Lay out the items below as a two-column CSV with the columns request and points, one row per item, putting each item's text and its answer in a single quoted field with line breaks turned into spaces. Include every item and leave the pictures out.

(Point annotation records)
○ ○ ○ ○ ○ ○ ○
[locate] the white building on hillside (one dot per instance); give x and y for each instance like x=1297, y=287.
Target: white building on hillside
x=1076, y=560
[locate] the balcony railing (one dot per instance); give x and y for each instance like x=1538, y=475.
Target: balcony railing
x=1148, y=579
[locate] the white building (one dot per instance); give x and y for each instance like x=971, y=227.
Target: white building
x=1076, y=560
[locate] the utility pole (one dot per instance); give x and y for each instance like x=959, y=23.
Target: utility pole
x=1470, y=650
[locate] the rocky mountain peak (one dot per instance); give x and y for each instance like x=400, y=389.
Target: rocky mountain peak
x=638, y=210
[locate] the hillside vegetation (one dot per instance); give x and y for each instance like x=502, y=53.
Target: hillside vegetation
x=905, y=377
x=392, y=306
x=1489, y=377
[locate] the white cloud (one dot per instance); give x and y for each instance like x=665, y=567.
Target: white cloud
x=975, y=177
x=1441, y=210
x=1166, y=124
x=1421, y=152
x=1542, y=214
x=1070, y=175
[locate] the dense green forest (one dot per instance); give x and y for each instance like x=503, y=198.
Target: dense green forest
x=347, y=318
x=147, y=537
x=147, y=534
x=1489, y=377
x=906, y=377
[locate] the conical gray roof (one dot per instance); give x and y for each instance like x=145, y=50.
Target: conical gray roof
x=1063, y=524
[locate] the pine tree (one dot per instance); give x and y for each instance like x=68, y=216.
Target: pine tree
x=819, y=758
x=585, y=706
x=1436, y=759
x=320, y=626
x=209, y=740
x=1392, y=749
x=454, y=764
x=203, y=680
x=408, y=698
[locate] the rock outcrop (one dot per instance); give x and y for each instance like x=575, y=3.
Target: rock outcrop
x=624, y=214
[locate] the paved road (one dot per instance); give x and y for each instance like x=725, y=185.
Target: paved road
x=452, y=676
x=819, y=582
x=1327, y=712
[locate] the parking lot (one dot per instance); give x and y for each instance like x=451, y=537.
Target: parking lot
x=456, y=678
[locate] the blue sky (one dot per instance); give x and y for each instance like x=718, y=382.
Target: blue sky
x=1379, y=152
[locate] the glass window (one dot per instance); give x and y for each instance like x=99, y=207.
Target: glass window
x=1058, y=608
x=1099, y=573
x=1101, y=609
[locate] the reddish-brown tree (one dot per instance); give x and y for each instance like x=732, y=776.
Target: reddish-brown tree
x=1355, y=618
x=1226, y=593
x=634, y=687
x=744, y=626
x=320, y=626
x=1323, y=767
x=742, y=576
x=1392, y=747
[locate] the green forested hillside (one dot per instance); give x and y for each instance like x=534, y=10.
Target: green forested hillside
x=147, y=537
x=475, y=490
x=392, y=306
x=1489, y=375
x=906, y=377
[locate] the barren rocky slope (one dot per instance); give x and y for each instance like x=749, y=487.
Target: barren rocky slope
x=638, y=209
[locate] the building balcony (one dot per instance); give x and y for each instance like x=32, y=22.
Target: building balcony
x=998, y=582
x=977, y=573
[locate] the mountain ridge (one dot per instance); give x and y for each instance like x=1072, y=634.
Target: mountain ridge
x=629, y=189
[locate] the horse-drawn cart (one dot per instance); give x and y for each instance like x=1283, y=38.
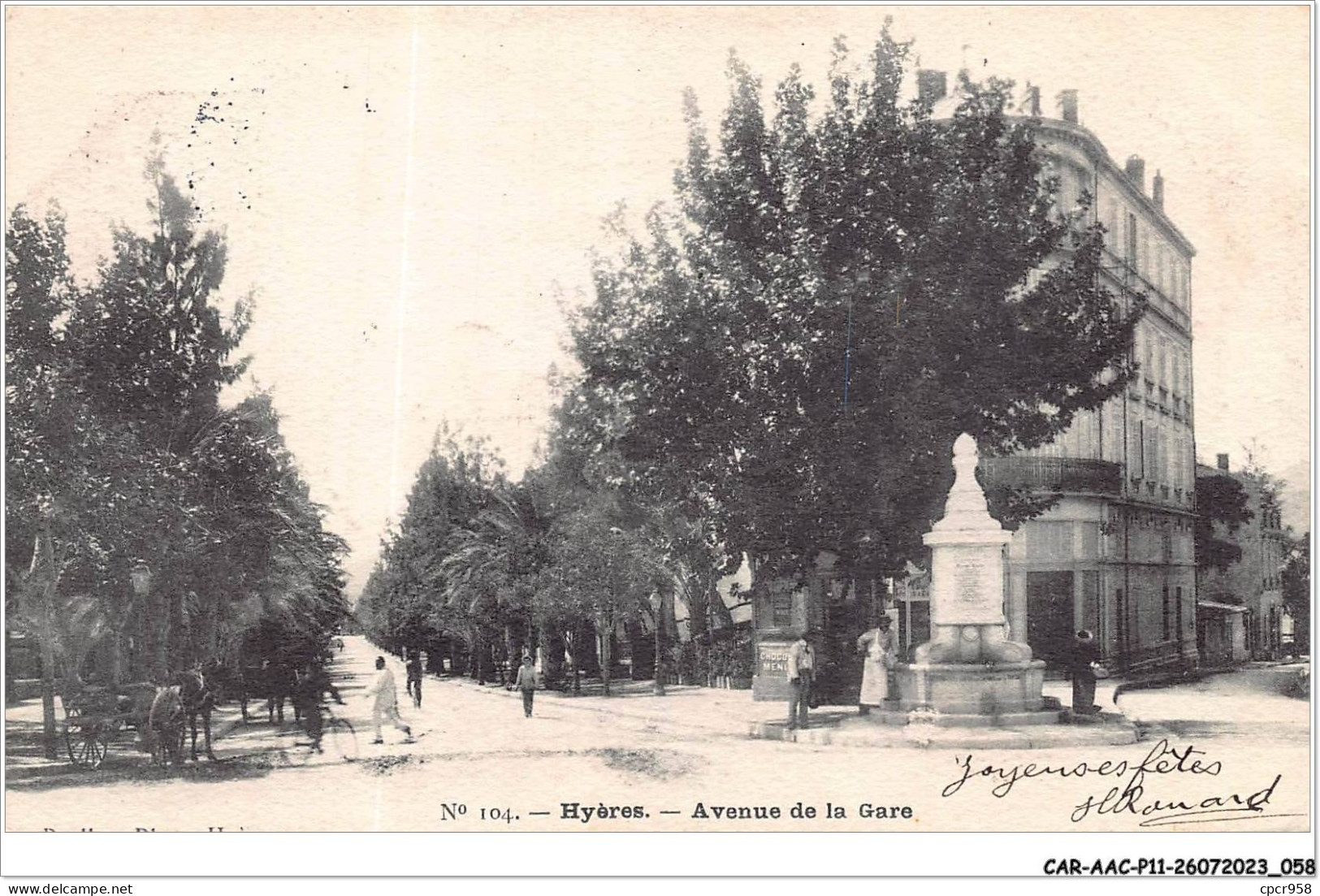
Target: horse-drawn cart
x=95, y=718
○ ○ ○ ○ ○ ○ ○
## ANSWER IN FULL
request,points
"[locate] the white building on hillside (one dot per instance); give x and y for each instance like x=1297, y=287. Target: white building on hillside","x=1076, y=560"
"[locate] the balcony railing (one dot per instance); give x and y for each instance like x=1538, y=475. Target: balcony railing","x=1148, y=579"
"[locate] the white building (one dot per instance); give x and y for each instance like x=971, y=227. Target: white building","x=1076, y=560"
"[locate] the utility pole (one dot per instance); give x and y for each instance like x=959, y=23. Target: utility pole","x=1470, y=650"
"[locate] the rocky mountain peak (one dot per instance); give x and y for each instance like x=400, y=389. Target: rocky mountain peak","x=638, y=210"
"[locate] the hillside vegetation (one dot per instance); give x and y for each instance like x=502, y=53. Target: hillside vegetation","x=905, y=377 x=392, y=306 x=1489, y=377"
"[locate] the white cloud (one dot per instance); give x and y for each instance like x=665, y=567. Target: white cloud","x=975, y=177 x=1441, y=210 x=1166, y=124 x=1421, y=152 x=1542, y=214 x=1070, y=175"
"[locate] the dense green forest (one dot per instance); give x and y for each instance like x=503, y=198. Target: dense green forest","x=347, y=318 x=147, y=537 x=147, y=534 x=1489, y=377 x=906, y=377"
"[locate] the conical gray roof (one dot per instance); give x and y for each instance like x=145, y=50. Target: conical gray roof","x=1063, y=524"
"[locate] the pine tree (one dot per instance); give x and y for each instance like x=68, y=216. Target: pine tree","x=819, y=758 x=585, y=706 x=1436, y=759 x=320, y=626 x=209, y=740 x=1392, y=749 x=454, y=764 x=203, y=680 x=408, y=698"
"[locate] the rock outcrop (one dot per instance); give x and y for each instance like x=575, y=3. Target: rock outcrop","x=624, y=214"
"[locate] the paved road (one dot per instance); give x and y for each instance like x=725, y=185. Target: paved road","x=452, y=676 x=819, y=582 x=1327, y=712"
"[locate] the parking lot (one dot per instance); give x and y for each instance like x=451, y=537. Target: parking lot","x=456, y=678"
"[locate] the blue sky (one dot per instance); give x and y for each instance like x=718, y=382. Target: blue sky","x=1379, y=152"
"[locate] the glass window (one dot per instance); give x and y for each instance like x=99, y=207. Target: glass window","x=1058, y=608 x=1099, y=573 x=1101, y=609"
"[locate] the reddish-brown tree (one dot per instance); give x and y for each instance like x=732, y=776. Target: reddish-brown tree","x=1355, y=618 x=1226, y=593 x=634, y=687 x=744, y=626 x=320, y=626 x=1323, y=767 x=742, y=576 x=1392, y=747"
"[locate] the green forested hillside (one dot per instance); give x and y for each instance like x=534, y=10. Target: green forested hillside","x=147, y=537 x=475, y=490 x=392, y=306 x=1489, y=375 x=906, y=377"
"[locate] the barren rocky slope (one dot per instance); give x and y for each instance like x=749, y=487. Target: barren rocky slope","x=638, y=209"
"[locate] the building balcony (one dot per instance); give x and y for each instance like x=32, y=22. Target: building balcony","x=998, y=582 x=977, y=573"
"[locate] the mountain ridge (one dot per instance); give x and y for each instance like x=1072, y=634. Target: mountain ridge","x=629, y=189"
"[locate] the horse-drawn cart (one dot per instance); give x and y for each instance like x=1283, y=38. Target: horse-drawn cart","x=95, y=718"